▶ _STATED GOAL_: Return the data below unchanged, line for line.

Stored dataset items
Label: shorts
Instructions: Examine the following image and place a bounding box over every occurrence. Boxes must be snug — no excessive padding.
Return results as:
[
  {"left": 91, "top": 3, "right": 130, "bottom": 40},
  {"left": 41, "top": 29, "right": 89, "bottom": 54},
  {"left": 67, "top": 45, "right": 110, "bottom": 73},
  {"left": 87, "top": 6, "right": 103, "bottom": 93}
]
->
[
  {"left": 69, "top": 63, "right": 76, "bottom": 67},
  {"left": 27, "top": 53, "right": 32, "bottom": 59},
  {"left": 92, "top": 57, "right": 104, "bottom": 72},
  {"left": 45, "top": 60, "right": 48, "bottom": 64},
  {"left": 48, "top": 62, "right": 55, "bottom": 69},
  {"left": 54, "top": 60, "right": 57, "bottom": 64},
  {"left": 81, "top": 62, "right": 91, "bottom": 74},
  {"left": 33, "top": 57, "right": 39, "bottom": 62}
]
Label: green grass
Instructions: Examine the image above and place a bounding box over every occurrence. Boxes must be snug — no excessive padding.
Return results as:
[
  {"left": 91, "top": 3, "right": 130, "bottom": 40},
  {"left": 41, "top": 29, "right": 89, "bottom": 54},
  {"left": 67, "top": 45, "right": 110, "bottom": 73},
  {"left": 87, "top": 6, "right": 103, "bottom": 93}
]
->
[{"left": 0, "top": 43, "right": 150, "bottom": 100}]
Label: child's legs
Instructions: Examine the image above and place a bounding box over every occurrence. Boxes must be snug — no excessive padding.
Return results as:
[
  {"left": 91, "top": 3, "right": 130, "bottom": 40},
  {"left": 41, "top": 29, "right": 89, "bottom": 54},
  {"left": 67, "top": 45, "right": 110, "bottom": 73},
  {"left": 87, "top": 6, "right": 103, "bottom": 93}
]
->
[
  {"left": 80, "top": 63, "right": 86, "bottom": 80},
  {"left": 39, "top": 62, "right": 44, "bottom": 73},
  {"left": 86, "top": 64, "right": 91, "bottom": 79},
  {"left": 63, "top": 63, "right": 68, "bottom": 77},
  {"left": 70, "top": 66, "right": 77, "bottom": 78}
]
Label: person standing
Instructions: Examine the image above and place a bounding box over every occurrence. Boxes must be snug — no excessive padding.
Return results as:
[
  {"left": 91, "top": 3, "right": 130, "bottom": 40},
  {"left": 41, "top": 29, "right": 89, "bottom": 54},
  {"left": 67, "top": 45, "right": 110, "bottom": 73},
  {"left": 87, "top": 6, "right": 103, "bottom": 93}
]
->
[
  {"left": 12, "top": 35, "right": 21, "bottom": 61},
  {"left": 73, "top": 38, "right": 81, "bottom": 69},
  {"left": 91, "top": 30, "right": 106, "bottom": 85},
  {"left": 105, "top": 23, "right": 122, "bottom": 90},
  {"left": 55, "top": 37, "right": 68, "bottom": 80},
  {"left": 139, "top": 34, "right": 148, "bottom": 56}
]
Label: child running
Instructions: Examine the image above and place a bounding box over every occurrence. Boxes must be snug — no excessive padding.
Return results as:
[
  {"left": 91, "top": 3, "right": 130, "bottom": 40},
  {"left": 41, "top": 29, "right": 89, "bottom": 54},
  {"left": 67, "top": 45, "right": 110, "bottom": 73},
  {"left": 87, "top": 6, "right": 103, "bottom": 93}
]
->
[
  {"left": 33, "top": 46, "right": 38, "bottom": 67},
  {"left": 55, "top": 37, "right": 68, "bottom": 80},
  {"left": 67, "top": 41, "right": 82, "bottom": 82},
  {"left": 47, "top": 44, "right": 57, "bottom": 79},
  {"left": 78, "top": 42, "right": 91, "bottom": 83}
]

▶ _SOLUTION BELOW_:
Label: shorts
Instructions: Examine the following image and place a bounding box over every occurrence. Boxes must be snug — no excessive padding.
Return results as:
[
  {"left": 91, "top": 3, "right": 130, "bottom": 40},
  {"left": 41, "top": 29, "right": 89, "bottom": 54},
  {"left": 67, "top": 45, "right": 110, "bottom": 73},
  {"left": 87, "top": 6, "right": 103, "bottom": 93}
]
->
[
  {"left": 69, "top": 63, "right": 76, "bottom": 67},
  {"left": 27, "top": 53, "right": 32, "bottom": 59},
  {"left": 92, "top": 57, "right": 104, "bottom": 72},
  {"left": 45, "top": 60, "right": 48, "bottom": 64},
  {"left": 48, "top": 62, "right": 55, "bottom": 69},
  {"left": 54, "top": 60, "right": 57, "bottom": 64},
  {"left": 81, "top": 62, "right": 91, "bottom": 74},
  {"left": 33, "top": 57, "right": 39, "bottom": 62}
]
Label: green grass
Instructions: Examine the image above and place a bounding box over every occurrence. Boxes must be snug — no excessive padding.
Return results as:
[
  {"left": 91, "top": 3, "right": 130, "bottom": 40},
  {"left": 41, "top": 29, "right": 89, "bottom": 54},
  {"left": 67, "top": 45, "right": 110, "bottom": 73},
  {"left": 87, "top": 6, "right": 103, "bottom": 93}
]
->
[{"left": 0, "top": 43, "right": 150, "bottom": 100}]
Label: child's legs
Instructions: Examine the image above and place a bounding box over every occurrence. Boxes must be snug — no excessive padding.
Return results as:
[
  {"left": 91, "top": 3, "right": 130, "bottom": 40},
  {"left": 41, "top": 29, "right": 89, "bottom": 54},
  {"left": 67, "top": 45, "right": 110, "bottom": 73},
  {"left": 87, "top": 6, "right": 103, "bottom": 93}
]
->
[
  {"left": 80, "top": 63, "right": 86, "bottom": 80},
  {"left": 39, "top": 62, "right": 44, "bottom": 73},
  {"left": 86, "top": 64, "right": 91, "bottom": 79},
  {"left": 63, "top": 63, "right": 68, "bottom": 77},
  {"left": 70, "top": 66, "right": 77, "bottom": 78}
]
Label: person standing
Instructions: Examine the image above and place a bounding box over every occurrence. Boxes must be snug — no excessive padding.
Return results as:
[
  {"left": 91, "top": 3, "right": 130, "bottom": 40},
  {"left": 41, "top": 29, "right": 89, "bottom": 54},
  {"left": 67, "top": 45, "right": 110, "bottom": 73},
  {"left": 87, "top": 6, "right": 103, "bottom": 93}
]
->
[
  {"left": 12, "top": 35, "right": 21, "bottom": 61},
  {"left": 73, "top": 38, "right": 81, "bottom": 69},
  {"left": 91, "top": 30, "right": 106, "bottom": 85},
  {"left": 105, "top": 23, "right": 122, "bottom": 90},
  {"left": 55, "top": 37, "right": 68, "bottom": 80},
  {"left": 139, "top": 34, "right": 148, "bottom": 56}
]
Label: child running
Instructions: Examine the image above and place a bounding box over every occurrence. Boxes must be snug — no excessive padding.
Return results as:
[
  {"left": 91, "top": 3, "right": 130, "bottom": 40},
  {"left": 41, "top": 29, "right": 89, "bottom": 54},
  {"left": 67, "top": 45, "right": 110, "bottom": 73},
  {"left": 87, "top": 6, "right": 103, "bottom": 93}
]
->
[
  {"left": 33, "top": 46, "right": 38, "bottom": 67},
  {"left": 55, "top": 37, "right": 68, "bottom": 80},
  {"left": 67, "top": 41, "right": 82, "bottom": 82},
  {"left": 47, "top": 44, "right": 57, "bottom": 79},
  {"left": 78, "top": 42, "right": 91, "bottom": 83}
]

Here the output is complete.